Document:
[start]

MARTIN GOLLAND at Birch Libralato (129 Tecumseth) to April 19. 416-365-3003. Rating: NNN


In Shapeshift, his first local show, Toronto painter and recent Guelph MFA grad Martin Golland offers a kind of ramshackle time-space abstraction.

His paintings conjure dimensional collapse and expansion in settings as innocuous as woodpiles and toolsheds.

The resulting representations of architecturally exploded retreats combine the polish of high art with a whiff of mouldy sawdust.

You can look at these images for a good long time. They’re static kaleidoscopes – fuzzier, impressionist versions of hard-edged, textbook-style optical illusions in which the insides and outsides of structures switch places under one’s gaze.

Uncertain boundaries are a related theme. These paintings recall dreams where you’re both spectator and actor, indoors and out, at the same time. Golland’s often dripping edges explicitly indicate these kinds of shifting demarcations.

[end]

Information shown:

[start]

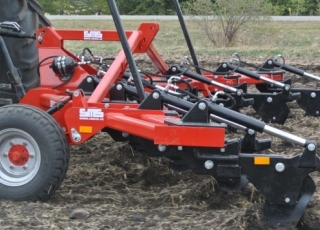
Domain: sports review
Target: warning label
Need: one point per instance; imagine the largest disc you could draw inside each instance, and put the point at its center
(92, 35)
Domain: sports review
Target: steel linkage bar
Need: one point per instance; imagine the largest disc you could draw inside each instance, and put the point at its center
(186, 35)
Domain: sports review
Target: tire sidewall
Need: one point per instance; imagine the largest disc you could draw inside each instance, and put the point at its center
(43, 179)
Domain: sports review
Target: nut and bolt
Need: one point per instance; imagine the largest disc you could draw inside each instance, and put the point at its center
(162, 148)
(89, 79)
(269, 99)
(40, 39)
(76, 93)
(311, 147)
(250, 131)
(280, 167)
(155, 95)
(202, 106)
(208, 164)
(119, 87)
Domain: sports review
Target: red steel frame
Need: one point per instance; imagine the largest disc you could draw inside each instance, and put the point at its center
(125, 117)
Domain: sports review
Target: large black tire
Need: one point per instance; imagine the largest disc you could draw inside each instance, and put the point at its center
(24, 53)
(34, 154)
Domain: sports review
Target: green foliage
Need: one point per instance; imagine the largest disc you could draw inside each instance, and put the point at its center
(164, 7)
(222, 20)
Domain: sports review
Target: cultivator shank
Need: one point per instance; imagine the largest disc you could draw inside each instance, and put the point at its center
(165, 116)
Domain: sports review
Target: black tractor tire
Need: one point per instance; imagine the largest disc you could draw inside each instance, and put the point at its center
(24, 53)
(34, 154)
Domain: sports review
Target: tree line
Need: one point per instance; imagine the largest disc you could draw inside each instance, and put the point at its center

[end]
[start]

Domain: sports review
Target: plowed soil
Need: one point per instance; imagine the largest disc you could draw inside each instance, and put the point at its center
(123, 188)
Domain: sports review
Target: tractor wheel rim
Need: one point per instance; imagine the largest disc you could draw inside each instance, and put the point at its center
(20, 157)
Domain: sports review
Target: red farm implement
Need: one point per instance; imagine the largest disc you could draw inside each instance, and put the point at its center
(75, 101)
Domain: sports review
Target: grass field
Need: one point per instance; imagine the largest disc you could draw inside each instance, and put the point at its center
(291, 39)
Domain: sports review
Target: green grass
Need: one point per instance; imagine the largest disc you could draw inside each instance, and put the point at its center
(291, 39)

[end]
[start]

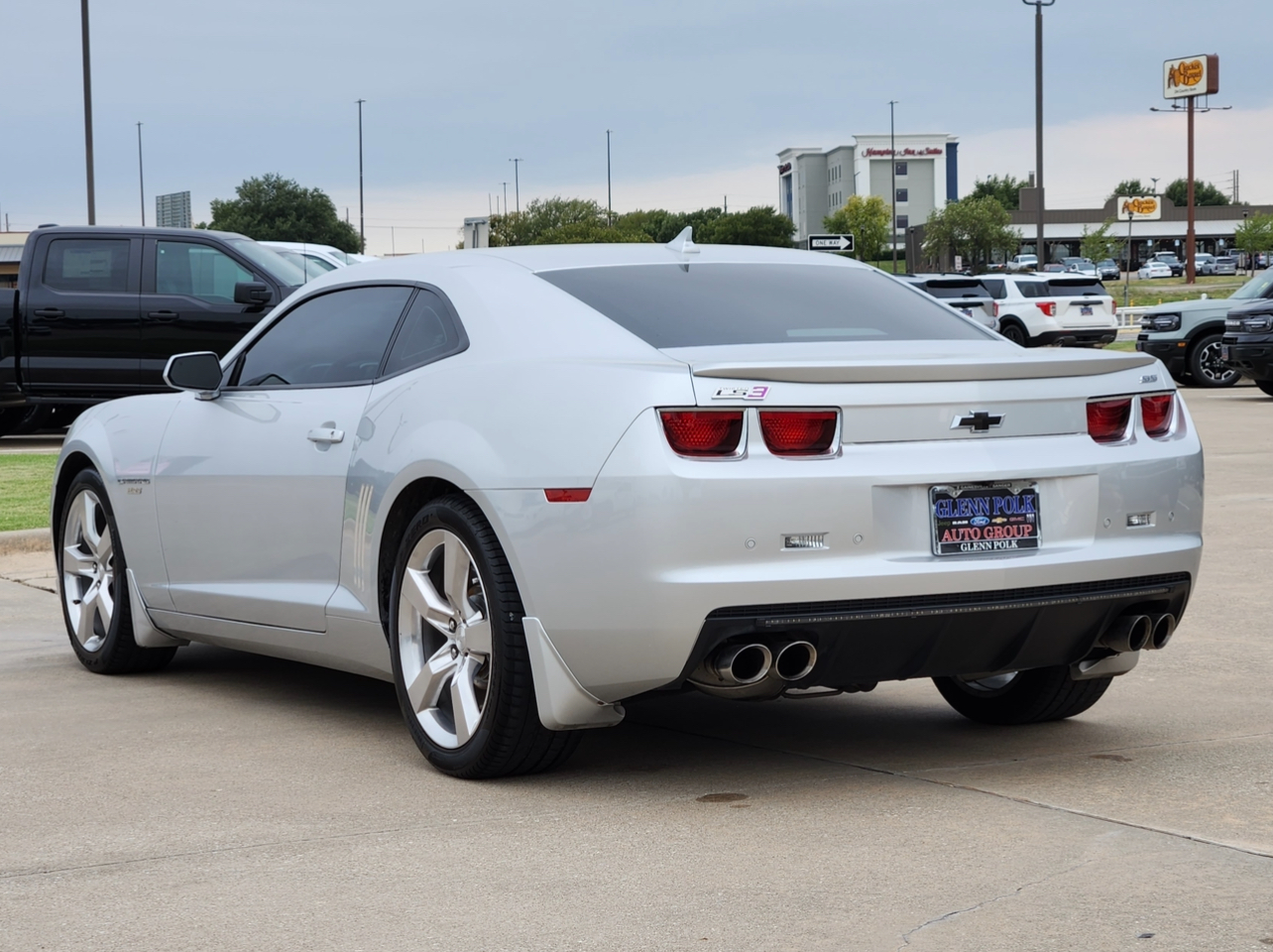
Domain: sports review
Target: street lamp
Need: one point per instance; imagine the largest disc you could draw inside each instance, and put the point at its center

[end]

Work to complete:
1. Transcribe the art review word for word, from "In Shapeshift, his" up to and including "woodpiles and toolsheds.".
2. Extend the review of Martin Golland's paintings, picking up after its final sentence.

Task answers:
1.
In Shapeshift, his first local show, Toronto painter and recent Guelph MFA grad Martin Golland offers a kind of ramshackle time-space abstraction.

His paintings conjure dimensional collapse and expansion in settings as innocuous as woodpiles and toolsheds.

2.
Also uncertain is the symbolic meaning of these works.

On the one hand, because the paintings portray buildings in disarray, they conjure the aftermath of natural disasters.

On the other, blue skies and a summery palette summon a feeling of genuine ease. Here the artist’s intent to “encourage sway between reverie and dread” definitely succeeds.

Golland’s artworks are smart and well executed. But I’m a bit ambivalent about the way these paintings aestheticize disaster. To me, that’s more problematic than pretty.